**Problems and tasks:**
- a) In the script review, how is Keldor/Skeletor related to Adam?
- b) Please copy a section of the script review word for word, beginning at the words "The Masters once" and stopping after "the next level.".
- c) Using the script review, decide whether each statement agrees with it, answering yes or no and quoting the words that settle it: (i) Zodak mentors Adam for seven years. (ii) The Sorceress is one of several surviving members of the original Six Masters of the Universe. (iii) Castle Greyskull is easy to find.

**Provided passage:**
######
For the next 10 pages or so, reminiscent of Batman Begins, Adam gets mentored by Zodak for the next seven years and turns the pampered 14yr old Prince Adam into a 21 yr old bad ass warrior. We get some more cool backstory which I prefer not to spoil. Basically, Adam has to prove himself worthy of the Sword of Light and to use the power of the Sword to create balance, to fight for something greater than himself. We find out that Keldor/Skeletor was actually King Randor’s brother…Adam’s uncle.

We also find out that the Sorceress is the only surviving member of the original Six Masters of the Universe. Now she is the protector of Castle Greyskull. If Adam can get the Sorceress to unlock the Sword of Light, he will be able to stand up to his uncle and take back Eternia. But first, Adam has to prove himself worthy and find Castle Greyskull which is well hidden. So the script also throws in a treasure hunt for good measure and executed perfectly.

The Masters once spoke about the Legend of the He-Man. A fallen son who would find the Sword of Light and unify his kingdom. Will Adam fulfill his destiny? Well, I guess we are going to have to wait and see what Warner Brothers decides to do. I hope to God they make this because you can see the effort it took over a year to complete this draft. The script is lean, mean, got no fat, no camp or cheese and is full of story and action. A special effects house is going to have a field day with the set pieces and battles that take place throughout the story. Like I said earlier, Warners executes this remotely like 300 – they have a monster hit and a potential franchise on their hands. My sources tell me the young execs behind Grayskull are MOTU fanboys that are passionate about this project and are really trying hard to take this to the next level.

Ok, so Silver Pictures took a bit of a hit with Speed Racer, so what? Silver Pictures has in their possession, a script that lays out the blueprint for a movie that is guaranteed to be a fanboy classic. All that made He-man corny, even that forgettable Dolph Lundgren movie is not here. MOTU fans get the movie they have been wishing for over 25 years. I got some bad news folks, unfortunately, pertaining to HE-MAN, since Silver took a hit with Speed Racer, Warners has been unresponsive to Silver projects.
######
**Supplied records:**
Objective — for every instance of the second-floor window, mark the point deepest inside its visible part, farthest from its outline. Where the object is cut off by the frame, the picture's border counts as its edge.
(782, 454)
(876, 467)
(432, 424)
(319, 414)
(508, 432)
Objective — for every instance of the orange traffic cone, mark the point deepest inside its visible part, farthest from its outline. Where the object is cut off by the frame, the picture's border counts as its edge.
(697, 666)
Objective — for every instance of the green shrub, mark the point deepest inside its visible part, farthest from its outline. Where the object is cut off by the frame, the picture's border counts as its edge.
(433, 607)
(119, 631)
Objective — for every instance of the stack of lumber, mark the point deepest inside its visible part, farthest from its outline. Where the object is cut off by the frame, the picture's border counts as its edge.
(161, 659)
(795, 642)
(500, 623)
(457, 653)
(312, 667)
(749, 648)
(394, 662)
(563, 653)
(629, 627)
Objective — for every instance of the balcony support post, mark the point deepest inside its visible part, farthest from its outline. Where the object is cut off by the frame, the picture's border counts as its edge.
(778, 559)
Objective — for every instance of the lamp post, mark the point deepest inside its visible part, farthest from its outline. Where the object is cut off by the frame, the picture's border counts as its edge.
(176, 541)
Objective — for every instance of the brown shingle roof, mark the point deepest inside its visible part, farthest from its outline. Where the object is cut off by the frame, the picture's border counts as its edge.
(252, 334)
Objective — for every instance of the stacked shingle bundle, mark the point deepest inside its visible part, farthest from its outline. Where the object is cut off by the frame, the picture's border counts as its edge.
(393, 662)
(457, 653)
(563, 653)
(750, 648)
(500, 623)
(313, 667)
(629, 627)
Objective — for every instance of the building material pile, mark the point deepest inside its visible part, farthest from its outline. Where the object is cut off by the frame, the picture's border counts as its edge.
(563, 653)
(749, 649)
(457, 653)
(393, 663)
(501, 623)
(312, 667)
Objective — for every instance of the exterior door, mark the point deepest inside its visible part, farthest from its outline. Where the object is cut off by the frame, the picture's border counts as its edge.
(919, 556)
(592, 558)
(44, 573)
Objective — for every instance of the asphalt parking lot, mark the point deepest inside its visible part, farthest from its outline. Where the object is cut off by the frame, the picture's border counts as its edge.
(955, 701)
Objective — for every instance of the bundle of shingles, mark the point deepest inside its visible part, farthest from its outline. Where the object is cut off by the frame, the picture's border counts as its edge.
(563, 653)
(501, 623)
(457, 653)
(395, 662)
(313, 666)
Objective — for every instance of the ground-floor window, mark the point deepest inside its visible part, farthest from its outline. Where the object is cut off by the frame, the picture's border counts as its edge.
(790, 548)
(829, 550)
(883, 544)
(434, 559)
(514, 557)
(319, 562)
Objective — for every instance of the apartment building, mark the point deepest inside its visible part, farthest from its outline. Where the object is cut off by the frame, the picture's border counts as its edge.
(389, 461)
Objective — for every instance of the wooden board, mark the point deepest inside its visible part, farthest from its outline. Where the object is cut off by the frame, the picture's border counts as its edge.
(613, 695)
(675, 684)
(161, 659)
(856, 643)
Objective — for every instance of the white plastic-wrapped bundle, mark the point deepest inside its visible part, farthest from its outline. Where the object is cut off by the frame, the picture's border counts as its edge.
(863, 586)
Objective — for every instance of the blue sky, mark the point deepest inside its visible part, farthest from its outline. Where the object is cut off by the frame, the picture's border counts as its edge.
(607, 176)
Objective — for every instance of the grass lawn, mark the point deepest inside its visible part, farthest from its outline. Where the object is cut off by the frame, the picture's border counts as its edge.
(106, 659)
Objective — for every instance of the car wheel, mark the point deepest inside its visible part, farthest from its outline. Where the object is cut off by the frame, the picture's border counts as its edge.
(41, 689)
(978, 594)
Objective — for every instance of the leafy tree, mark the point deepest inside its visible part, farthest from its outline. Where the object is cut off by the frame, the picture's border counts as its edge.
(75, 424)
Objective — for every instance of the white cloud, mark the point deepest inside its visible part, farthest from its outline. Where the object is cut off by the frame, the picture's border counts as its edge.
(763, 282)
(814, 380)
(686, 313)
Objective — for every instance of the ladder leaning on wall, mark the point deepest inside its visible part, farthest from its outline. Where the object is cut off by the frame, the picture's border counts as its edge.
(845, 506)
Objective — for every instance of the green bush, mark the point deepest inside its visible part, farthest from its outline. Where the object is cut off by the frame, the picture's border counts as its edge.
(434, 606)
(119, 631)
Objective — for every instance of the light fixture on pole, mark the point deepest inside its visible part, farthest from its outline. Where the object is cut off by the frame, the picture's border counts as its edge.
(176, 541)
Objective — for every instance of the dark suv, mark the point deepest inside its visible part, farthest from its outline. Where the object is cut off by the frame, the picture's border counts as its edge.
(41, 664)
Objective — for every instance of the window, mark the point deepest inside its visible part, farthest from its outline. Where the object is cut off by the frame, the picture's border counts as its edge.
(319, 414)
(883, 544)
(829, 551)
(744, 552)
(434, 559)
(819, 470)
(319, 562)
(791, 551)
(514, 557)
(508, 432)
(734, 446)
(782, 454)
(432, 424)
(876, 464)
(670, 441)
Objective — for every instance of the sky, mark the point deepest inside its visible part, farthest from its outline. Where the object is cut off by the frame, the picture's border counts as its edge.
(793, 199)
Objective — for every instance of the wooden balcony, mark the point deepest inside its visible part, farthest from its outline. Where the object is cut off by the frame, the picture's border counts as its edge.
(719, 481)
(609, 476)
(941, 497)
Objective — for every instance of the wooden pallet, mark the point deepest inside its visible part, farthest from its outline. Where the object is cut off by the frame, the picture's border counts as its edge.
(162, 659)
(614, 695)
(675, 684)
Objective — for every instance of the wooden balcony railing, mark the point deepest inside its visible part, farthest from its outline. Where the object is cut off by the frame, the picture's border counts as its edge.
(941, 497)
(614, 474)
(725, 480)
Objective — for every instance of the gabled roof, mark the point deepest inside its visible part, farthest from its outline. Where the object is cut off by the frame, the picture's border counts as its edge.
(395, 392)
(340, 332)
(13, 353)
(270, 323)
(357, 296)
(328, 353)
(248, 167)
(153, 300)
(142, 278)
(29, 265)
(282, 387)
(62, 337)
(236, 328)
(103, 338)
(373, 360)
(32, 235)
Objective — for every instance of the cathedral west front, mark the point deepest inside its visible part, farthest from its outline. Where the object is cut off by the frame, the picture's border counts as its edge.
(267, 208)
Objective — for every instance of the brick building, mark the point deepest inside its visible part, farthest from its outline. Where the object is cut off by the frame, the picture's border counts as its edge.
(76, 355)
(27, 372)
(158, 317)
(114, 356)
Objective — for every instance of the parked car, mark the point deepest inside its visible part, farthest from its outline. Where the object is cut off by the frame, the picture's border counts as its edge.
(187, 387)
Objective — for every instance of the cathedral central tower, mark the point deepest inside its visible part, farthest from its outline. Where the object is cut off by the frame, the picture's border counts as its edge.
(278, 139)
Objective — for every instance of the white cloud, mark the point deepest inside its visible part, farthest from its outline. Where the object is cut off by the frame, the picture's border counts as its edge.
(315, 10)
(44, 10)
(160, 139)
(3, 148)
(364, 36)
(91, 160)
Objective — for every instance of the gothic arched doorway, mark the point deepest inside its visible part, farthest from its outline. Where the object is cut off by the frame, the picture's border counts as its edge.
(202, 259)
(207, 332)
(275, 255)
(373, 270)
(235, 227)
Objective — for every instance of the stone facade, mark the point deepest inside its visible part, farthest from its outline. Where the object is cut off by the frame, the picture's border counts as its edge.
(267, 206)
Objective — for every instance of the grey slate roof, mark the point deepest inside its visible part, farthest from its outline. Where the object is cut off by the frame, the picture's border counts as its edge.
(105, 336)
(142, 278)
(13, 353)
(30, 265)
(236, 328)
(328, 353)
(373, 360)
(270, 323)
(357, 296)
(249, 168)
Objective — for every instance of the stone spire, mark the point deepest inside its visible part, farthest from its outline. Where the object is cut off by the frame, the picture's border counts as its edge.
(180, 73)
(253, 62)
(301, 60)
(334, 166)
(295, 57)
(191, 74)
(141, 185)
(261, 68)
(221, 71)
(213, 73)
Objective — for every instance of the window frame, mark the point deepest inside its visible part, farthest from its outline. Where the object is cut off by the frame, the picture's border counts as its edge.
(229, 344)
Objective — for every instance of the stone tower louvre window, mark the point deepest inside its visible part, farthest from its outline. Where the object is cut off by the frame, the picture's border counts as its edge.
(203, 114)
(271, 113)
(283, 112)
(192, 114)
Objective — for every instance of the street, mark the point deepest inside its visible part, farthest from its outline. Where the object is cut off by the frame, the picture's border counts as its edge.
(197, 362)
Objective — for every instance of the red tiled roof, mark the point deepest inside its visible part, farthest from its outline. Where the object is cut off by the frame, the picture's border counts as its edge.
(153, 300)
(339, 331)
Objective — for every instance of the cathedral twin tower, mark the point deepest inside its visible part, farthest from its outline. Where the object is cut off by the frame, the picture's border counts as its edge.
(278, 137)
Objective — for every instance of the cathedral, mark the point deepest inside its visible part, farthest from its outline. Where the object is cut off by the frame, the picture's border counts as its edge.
######
**The replies:**
- a) He is Adam's uncle, King Randor's brother.

- b)
The Masters once spoke about the Legend of the He-Man. A fallen son who would find the Sword of Light and unify his kingdom. Will Adam fulfill his destiny? Well, I guess we are going to have to wait and see what Warner Brothers decides to do. I hope to God they make this because you can see the effort it took over a year to complete this draft. The script is lean, mean, got no fat, no camp or cheese and is full of story and action. A special effects house is going to have a field day with the set pieces and battles that take place throughout the story. Like I said earlier, Warners executes this remotely like 300 – they have a monster hit and a potential franchise on their hands. My sources tell me the young execs behind Grayskull are MOTU fanboys that are passionate about this project and are really trying hard to take this to the next level.

- c)
(i) Yes: "Adam gets mentored by Zodak for the next seven years"
(ii) No: "the Sorceress is the only surviving member of the original Six Masters of the Universe"
(iii) No: "find Castle Greyskull which is well hidden"